GELESENES ANWENDEN
• A. Kopiere aus dem Textauszug wörtlich alles von „Deshalb haben sich“ an bis hinunter zu „Informationen verschwiegen haben.“.
• B. Wer soll laut dem Textauszug einen Moment warten?
• C. Schreibe den Textauszug aus der Parlamentsdebatte im Anschluss an seinen letzten Satz weiter.

TEXTAUSZUG
Deshalb haben sich bekannte Abläufe und Fehler wiederholt. Schließlich muss geklärt werden, was Frau Künast und ihre Mitarbeiter zu welchem Zeitpunkt wussten und ob sie der Öffentlichkeit gezielt entscheidende Informationen verschwiegen haben.
Herr Rumpf, warten Sie einen Moment. Es gibt keine Zwischenfrage, meine Damen und Herren, es ist einfach zu laut im Raum. Ich bitte Sie, die Gespräche etwas mehr einzustellen.

VERFÜGBARE DATEN
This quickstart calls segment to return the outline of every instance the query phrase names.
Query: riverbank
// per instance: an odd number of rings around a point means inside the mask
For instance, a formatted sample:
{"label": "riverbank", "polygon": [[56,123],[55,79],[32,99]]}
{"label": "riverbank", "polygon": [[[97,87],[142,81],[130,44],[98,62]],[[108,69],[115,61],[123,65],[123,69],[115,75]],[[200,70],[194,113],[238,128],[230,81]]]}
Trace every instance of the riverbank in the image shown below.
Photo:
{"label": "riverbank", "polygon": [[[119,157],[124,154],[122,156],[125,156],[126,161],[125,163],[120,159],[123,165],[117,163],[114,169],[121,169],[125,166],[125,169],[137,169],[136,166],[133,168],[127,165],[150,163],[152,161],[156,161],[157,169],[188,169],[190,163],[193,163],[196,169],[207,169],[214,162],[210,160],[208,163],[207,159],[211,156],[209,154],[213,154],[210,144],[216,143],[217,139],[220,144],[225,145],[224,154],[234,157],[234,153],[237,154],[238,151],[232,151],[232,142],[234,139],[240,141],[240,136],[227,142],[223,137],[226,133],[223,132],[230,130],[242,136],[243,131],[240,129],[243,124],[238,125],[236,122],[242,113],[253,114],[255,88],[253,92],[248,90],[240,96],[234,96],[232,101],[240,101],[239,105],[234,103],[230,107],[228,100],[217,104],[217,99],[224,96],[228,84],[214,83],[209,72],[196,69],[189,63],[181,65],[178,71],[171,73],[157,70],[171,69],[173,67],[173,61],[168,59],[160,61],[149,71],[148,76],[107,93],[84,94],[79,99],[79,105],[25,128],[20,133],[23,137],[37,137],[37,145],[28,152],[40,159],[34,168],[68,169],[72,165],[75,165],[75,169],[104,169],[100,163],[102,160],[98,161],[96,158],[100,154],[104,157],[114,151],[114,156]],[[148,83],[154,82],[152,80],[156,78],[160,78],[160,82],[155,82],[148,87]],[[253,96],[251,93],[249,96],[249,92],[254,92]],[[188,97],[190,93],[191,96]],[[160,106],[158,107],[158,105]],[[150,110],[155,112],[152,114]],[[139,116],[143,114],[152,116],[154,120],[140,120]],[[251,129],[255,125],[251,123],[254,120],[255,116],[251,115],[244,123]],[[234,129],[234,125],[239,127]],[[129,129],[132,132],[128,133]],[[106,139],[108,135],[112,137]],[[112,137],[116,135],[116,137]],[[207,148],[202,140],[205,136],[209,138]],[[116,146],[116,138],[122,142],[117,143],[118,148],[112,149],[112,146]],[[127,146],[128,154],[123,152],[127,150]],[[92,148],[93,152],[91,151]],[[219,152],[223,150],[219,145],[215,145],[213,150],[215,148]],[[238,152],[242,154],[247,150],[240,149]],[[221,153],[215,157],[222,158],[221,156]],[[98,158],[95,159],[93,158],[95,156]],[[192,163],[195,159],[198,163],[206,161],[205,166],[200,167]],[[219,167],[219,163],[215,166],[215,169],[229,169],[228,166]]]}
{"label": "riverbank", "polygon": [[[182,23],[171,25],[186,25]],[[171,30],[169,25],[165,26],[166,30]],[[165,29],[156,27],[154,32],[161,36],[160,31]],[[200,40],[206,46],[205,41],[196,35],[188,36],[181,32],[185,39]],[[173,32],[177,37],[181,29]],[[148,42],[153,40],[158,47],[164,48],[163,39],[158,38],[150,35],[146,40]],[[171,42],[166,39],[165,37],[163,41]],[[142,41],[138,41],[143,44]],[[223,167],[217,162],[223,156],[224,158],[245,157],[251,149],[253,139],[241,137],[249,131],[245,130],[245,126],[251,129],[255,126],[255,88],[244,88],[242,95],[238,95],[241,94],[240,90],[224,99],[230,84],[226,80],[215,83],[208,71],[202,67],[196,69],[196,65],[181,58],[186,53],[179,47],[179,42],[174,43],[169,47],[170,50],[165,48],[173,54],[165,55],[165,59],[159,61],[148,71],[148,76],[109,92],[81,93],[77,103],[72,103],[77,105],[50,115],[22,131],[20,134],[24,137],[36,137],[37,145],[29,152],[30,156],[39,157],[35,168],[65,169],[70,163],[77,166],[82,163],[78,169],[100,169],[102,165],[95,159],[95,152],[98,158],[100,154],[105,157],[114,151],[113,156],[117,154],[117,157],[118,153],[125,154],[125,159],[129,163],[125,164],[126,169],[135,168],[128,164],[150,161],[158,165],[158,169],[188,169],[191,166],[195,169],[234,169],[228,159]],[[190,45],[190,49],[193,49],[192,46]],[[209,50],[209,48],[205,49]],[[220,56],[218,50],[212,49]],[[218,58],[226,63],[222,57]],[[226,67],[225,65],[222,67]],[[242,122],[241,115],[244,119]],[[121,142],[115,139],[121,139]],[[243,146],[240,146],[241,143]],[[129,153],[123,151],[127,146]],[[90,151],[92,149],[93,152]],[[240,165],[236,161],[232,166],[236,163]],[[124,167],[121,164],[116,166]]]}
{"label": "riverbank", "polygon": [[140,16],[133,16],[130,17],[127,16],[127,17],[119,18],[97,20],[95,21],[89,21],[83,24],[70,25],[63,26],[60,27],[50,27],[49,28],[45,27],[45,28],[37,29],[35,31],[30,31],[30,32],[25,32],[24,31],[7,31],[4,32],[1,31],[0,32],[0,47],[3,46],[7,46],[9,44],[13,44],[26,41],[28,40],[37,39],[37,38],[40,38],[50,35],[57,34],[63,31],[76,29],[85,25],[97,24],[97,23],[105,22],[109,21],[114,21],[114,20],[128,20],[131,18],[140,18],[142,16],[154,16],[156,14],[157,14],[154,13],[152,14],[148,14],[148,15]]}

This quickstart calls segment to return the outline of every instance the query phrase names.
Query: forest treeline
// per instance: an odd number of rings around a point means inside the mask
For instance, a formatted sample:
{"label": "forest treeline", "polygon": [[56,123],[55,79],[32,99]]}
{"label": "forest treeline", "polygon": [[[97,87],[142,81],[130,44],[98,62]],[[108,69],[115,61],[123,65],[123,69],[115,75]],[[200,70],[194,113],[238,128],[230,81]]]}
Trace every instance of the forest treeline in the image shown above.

ANTWORTEN NACHEINANDER
• A.
Deshalb haben sich bekannte Abläufe und Fehler wiederholt. Schließlich muss geklärt werden, was Frau Künast und ihre Mitarbeiter zu welchem Zeitpunkt wussten und ob sie der Öffentlichkeit gezielt entscheidende Informationen verschwiegen haben.

• B. Herr Rumpf

• C.
Obwohl Sie angeblich am 25. Januar alle ihr unterstellten Behörden angewiesen hat, Unregelmäßigkeiten im Bereich der Lebensmittelrückstände sofort zu melden, ist dies nachweislich nicht geschehen. So sind zum Beispiel Laboruntersuchungen der Bundesanstalt für Fleischforschung in Kulmbach nicht weitergegeben worden. Spätestens seit der Öko-Messe, die im Februar in Nürnberg stattgefunden hat, ist den Beamten bekannt, dass es Probleme mit nitrofenbelastetem Fleisch gibt. Dort war das ein großes Thema, über das jeder gesprochen hat. Ihre Beamten haben es zwar gehört, aber nicht weitergegeben. Stattdessen wurden seitens der Bundesregierung schon heute 900 000 Euro für eine Informationskampagne ausgegeben, bei der es um eine neue Eier-Richtlinie geht, die erst 2004 in Kraft tritt. Es wäre sinnvoller gewesen, mit diesen 900 000 Euro den jetzt betroffenen Öko-Bauern zu helfen.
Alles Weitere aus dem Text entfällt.